**Stored data entries:**
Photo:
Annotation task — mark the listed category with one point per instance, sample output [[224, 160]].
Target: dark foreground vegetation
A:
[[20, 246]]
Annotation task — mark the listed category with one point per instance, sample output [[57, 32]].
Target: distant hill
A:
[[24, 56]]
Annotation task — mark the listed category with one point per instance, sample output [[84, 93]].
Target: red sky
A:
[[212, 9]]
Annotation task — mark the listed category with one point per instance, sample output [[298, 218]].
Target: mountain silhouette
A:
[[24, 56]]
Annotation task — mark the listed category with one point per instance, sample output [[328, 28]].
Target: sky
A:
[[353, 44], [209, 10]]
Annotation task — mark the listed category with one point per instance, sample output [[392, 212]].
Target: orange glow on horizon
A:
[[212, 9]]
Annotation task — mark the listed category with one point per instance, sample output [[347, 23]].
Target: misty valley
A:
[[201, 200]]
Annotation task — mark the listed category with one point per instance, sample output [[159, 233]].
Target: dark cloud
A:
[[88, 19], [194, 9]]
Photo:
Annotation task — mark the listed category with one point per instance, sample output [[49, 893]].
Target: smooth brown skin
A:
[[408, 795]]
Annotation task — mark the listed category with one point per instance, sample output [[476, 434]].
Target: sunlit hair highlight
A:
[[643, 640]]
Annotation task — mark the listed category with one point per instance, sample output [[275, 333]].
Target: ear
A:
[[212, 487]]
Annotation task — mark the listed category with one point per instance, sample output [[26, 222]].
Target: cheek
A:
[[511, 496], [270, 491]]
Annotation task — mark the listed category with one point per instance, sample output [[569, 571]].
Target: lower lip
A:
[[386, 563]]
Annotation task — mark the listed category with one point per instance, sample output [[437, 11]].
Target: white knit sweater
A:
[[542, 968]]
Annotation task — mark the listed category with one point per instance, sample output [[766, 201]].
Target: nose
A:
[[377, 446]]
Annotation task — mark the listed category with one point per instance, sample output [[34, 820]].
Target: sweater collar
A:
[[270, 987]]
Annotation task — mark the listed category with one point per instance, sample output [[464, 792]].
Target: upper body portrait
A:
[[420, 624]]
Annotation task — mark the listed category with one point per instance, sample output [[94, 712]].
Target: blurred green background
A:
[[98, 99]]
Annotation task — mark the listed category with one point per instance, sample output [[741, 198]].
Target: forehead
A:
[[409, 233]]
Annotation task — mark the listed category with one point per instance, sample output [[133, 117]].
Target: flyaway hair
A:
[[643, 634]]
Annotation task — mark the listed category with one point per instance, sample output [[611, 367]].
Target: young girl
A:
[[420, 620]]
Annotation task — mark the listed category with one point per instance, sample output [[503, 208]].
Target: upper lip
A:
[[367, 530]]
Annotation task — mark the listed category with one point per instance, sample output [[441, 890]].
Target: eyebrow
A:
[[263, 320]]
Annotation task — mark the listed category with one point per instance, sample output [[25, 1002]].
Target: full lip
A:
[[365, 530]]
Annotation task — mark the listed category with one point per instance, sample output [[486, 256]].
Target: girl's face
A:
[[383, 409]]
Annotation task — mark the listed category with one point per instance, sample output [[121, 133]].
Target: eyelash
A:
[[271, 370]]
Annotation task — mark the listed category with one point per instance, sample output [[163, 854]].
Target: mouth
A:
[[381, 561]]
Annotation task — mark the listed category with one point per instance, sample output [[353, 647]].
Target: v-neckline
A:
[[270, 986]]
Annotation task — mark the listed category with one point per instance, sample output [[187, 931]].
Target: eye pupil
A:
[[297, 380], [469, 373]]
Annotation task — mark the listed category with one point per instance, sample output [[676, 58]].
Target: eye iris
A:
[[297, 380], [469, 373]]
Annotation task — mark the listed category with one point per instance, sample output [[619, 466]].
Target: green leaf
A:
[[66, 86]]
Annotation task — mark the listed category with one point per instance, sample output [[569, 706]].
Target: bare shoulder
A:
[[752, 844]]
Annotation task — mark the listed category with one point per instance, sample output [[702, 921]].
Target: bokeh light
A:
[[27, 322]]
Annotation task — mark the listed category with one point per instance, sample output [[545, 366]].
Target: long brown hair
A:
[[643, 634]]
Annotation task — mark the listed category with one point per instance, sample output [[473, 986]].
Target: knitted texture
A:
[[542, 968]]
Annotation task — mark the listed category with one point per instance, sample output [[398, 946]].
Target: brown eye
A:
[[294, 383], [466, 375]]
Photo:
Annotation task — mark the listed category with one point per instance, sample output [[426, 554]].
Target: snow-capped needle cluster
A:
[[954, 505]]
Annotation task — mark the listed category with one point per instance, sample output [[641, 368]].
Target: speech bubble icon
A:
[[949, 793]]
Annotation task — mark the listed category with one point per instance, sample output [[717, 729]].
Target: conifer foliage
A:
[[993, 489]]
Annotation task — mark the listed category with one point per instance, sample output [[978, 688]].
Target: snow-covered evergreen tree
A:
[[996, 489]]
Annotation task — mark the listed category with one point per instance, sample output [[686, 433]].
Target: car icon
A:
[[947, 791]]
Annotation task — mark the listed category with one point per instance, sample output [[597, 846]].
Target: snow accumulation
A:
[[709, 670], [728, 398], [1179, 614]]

**Action item:** Retype exactly, and only, the lines above from the one where "output [[486, 256]]." occurs up to and including the one where "Target: green leaf" occurs.

**Written solution:**
Annotation task — mark the listed category with one point per instance, sample output [[486, 256]].
Target: girl's face
A:
[[383, 409]]
Annotation task — mark the listed category with one point per instance, sample output [[121, 133]].
Target: eyelash
A:
[[271, 370]]
Annotation task — mark the listed category with one point per instance, sample output [[163, 854]].
Target: mouth
A:
[[381, 561]]
Annotation task — mark the listed category with one point per instance, sample output [[353, 647]].
Target: v-neckline
A:
[[270, 986]]
Annotation task — mark the listed category with one point per instance, sample output [[187, 931]].
Target: eye pupil
A:
[[297, 380], [469, 373]]
Annotation task — mark the listed category with one point per instance, sample output [[676, 58]].
Target: eye iris
A:
[[297, 380], [469, 373]]
Annotation task — mark the listed category with one point per instance, sample output [[619, 466]].
Target: green leaf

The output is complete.